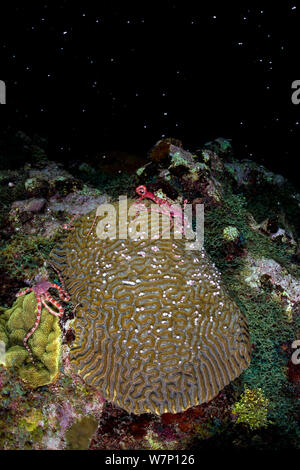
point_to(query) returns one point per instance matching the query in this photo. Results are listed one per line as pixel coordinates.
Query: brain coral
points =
(155, 331)
(44, 343)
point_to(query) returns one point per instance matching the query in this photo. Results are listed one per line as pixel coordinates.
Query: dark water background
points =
(227, 76)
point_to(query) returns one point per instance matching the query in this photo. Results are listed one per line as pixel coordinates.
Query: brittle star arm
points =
(50, 299)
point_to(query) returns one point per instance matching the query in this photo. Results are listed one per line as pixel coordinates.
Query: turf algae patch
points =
(44, 343)
(155, 330)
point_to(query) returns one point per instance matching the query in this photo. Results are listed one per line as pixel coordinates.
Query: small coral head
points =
(41, 287)
(141, 190)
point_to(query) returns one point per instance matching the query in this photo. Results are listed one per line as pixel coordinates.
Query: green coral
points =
(44, 343)
(252, 409)
(79, 435)
(230, 233)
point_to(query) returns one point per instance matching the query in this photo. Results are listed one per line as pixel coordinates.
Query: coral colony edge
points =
(127, 341)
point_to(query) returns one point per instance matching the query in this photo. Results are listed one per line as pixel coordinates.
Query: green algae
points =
(44, 343)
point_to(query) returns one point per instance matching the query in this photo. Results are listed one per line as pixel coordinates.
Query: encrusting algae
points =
(44, 343)
(155, 330)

EXERCISE OBJECTIVE:
Rewrite all of the lines above as a numbered list, omitting blank lines and leaving the pictures out.

ANSWER TO THE EXERCISE:
1. point_to(query) returns one point per instance matching the query in this photo. Results are listed one per line as pixel coordinates.
2. Query: brain coral
3. points =
4. (155, 331)
5. (44, 343)
6. point_to(query) returns one point per instance matching the query in this photo. Results are listed one per line as pixel coordinates.
7. Query: dark water background
8. points =
9. (227, 76)
10. point_to(query) returns one point per instance matching the query in this photo. Results are listed one per line as pixel coordinates.
11. Query: brittle star arm
12. points =
13. (50, 299)
14. point_to(query) returns one point per instance matching the query in this photo. Results are listed one per line as pixel coordinates.
15. Query: turf algae patch
16. points =
17. (44, 343)
18. (155, 330)
19. point_to(query) returns one point per instance matching the query in this photo. Results are listed one per line as pixel coordinates.
20. Query: small coral head
21. points =
22. (41, 287)
23. (141, 190)
24. point_to(query) returns one point per instance matching the query in this photo. Results are listed one per line as pixel coordinates.
25. Query: green coral
26. points =
27. (44, 343)
28. (252, 409)
29. (79, 435)
30. (230, 233)
31. point_to(query) returns one point per instance matching the query in this photo. Results are listed one per line as pixel coordinates.
32. Query: coral colony edge
33. points =
34. (127, 341)
35. point_to(query) returns one point per instance matching the query in this photo. Results are listed one per line as pixel coordinates.
36. Query: green algae
37. points =
38. (44, 343)
39. point_to(query) returns one point per instance matching the query in this photo. Results are listed one per line as pixel coordinates.
40. Query: encrusting algae
41. points =
42. (44, 343)
43. (155, 330)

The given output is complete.